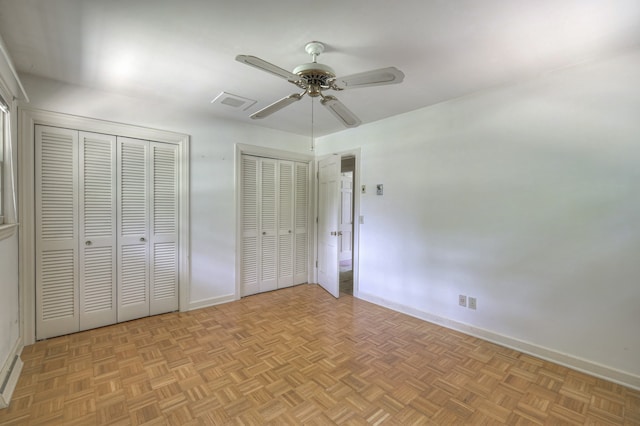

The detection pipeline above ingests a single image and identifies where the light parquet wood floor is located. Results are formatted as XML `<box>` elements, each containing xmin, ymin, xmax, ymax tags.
<box><xmin>1</xmin><ymin>284</ymin><xmax>638</xmax><ymax>425</ymax></box>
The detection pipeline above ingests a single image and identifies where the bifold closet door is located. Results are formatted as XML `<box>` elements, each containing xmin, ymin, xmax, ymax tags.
<box><xmin>117</xmin><ymin>137</ymin><xmax>150</xmax><ymax>322</ymax></box>
<box><xmin>35</xmin><ymin>126</ymin><xmax>80</xmax><ymax>339</ymax></box>
<box><xmin>117</xmin><ymin>137</ymin><xmax>179</xmax><ymax>322</ymax></box>
<box><xmin>294</xmin><ymin>162</ymin><xmax>309</xmax><ymax>284</ymax></box>
<box><xmin>79</xmin><ymin>131</ymin><xmax>117</xmax><ymax>330</ymax></box>
<box><xmin>36</xmin><ymin>126</ymin><xmax>117</xmax><ymax>339</ymax></box>
<box><xmin>149</xmin><ymin>142</ymin><xmax>179</xmax><ymax>315</ymax></box>
<box><xmin>240</xmin><ymin>156</ymin><xmax>259</xmax><ymax>296</ymax></box>
<box><xmin>259</xmin><ymin>158</ymin><xmax>278</xmax><ymax>292</ymax></box>
<box><xmin>277</xmin><ymin>161</ymin><xmax>294</xmax><ymax>288</ymax></box>
<box><xmin>240</xmin><ymin>156</ymin><xmax>309</xmax><ymax>296</ymax></box>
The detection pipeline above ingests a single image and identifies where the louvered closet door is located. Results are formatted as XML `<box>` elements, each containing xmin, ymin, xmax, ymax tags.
<box><xmin>79</xmin><ymin>131</ymin><xmax>117</xmax><ymax>330</ymax></box>
<box><xmin>149</xmin><ymin>142</ymin><xmax>179</xmax><ymax>315</ymax></box>
<box><xmin>35</xmin><ymin>126</ymin><xmax>80</xmax><ymax>339</ymax></box>
<box><xmin>260</xmin><ymin>158</ymin><xmax>278</xmax><ymax>292</ymax></box>
<box><xmin>277</xmin><ymin>161</ymin><xmax>294</xmax><ymax>288</ymax></box>
<box><xmin>294</xmin><ymin>162</ymin><xmax>309</xmax><ymax>284</ymax></box>
<box><xmin>240</xmin><ymin>156</ymin><xmax>259</xmax><ymax>296</ymax></box>
<box><xmin>117</xmin><ymin>137</ymin><xmax>150</xmax><ymax>322</ymax></box>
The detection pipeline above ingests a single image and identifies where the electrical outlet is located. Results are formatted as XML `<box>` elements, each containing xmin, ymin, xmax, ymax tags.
<box><xmin>458</xmin><ymin>295</ymin><xmax>467</xmax><ymax>307</ymax></box>
<box><xmin>361</xmin><ymin>185</ymin><xmax>366</xmax><ymax>194</ymax></box>
<box><xmin>468</xmin><ymin>297</ymin><xmax>477</xmax><ymax>310</ymax></box>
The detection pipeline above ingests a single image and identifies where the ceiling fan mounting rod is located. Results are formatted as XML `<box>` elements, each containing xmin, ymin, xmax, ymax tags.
<box><xmin>305</xmin><ymin>41</ymin><xmax>325</xmax><ymax>63</ymax></box>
= = = = = = =
> **About this exercise**: Repeat the records above exactly, leaving out any pictures they contain.

> **Written solution**:
The detection pipeline above ingests a single image and identifies where the light parquet wood floor is located. Results are formatted as XML `<box>` elements, each containing xmin, ymin, xmax, ymax tags.
<box><xmin>1</xmin><ymin>284</ymin><xmax>638</xmax><ymax>425</ymax></box>
The detection pipeline above ingests a single image and identifies where the bifold closet door is located. Results are formatted as XML `<box>` elements, each containing xmin, ymin, xmax, ymax tags.
<box><xmin>117</xmin><ymin>137</ymin><xmax>150</xmax><ymax>322</ymax></box>
<box><xmin>35</xmin><ymin>126</ymin><xmax>80</xmax><ymax>339</ymax></box>
<box><xmin>117</xmin><ymin>137</ymin><xmax>179</xmax><ymax>322</ymax></box>
<box><xmin>294</xmin><ymin>162</ymin><xmax>309</xmax><ymax>284</ymax></box>
<box><xmin>79</xmin><ymin>131</ymin><xmax>117</xmax><ymax>330</ymax></box>
<box><xmin>36</xmin><ymin>126</ymin><xmax>117</xmax><ymax>339</ymax></box>
<box><xmin>149</xmin><ymin>142</ymin><xmax>179</xmax><ymax>315</ymax></box>
<box><xmin>240</xmin><ymin>156</ymin><xmax>259</xmax><ymax>296</ymax></box>
<box><xmin>259</xmin><ymin>158</ymin><xmax>278</xmax><ymax>292</ymax></box>
<box><xmin>277</xmin><ymin>161</ymin><xmax>294</xmax><ymax>288</ymax></box>
<box><xmin>240</xmin><ymin>156</ymin><xmax>309</xmax><ymax>296</ymax></box>
The detection pipeline above ingests a single image and identifies where the louvered closet door is located. Results are formatted as XML `<box>` elements, each containing xmin, ymin, xmax, ymax tags.
<box><xmin>79</xmin><ymin>131</ymin><xmax>117</xmax><ymax>330</ymax></box>
<box><xmin>149</xmin><ymin>142</ymin><xmax>179</xmax><ymax>315</ymax></box>
<box><xmin>35</xmin><ymin>126</ymin><xmax>80</xmax><ymax>339</ymax></box>
<box><xmin>260</xmin><ymin>158</ymin><xmax>278</xmax><ymax>292</ymax></box>
<box><xmin>277</xmin><ymin>161</ymin><xmax>294</xmax><ymax>288</ymax></box>
<box><xmin>294</xmin><ymin>162</ymin><xmax>309</xmax><ymax>284</ymax></box>
<box><xmin>240</xmin><ymin>156</ymin><xmax>259</xmax><ymax>296</ymax></box>
<box><xmin>117</xmin><ymin>137</ymin><xmax>150</xmax><ymax>322</ymax></box>
The detection pipeline above ingests a single image and identifies where the electrical outlet is located. Results are formatted as XML `<box>` elements, each containing xmin, ymin, xmax, ymax tags.
<box><xmin>458</xmin><ymin>295</ymin><xmax>467</xmax><ymax>307</ymax></box>
<box><xmin>361</xmin><ymin>185</ymin><xmax>366</xmax><ymax>194</ymax></box>
<box><xmin>468</xmin><ymin>297</ymin><xmax>477</xmax><ymax>310</ymax></box>
The detection pipeline above ingests a single image and identifies where the ceiling fan mounting rod is located. Results are formatted as XML `<box>` elements, each containing xmin, ymin, xmax, ymax tags.
<box><xmin>305</xmin><ymin>41</ymin><xmax>325</xmax><ymax>63</ymax></box>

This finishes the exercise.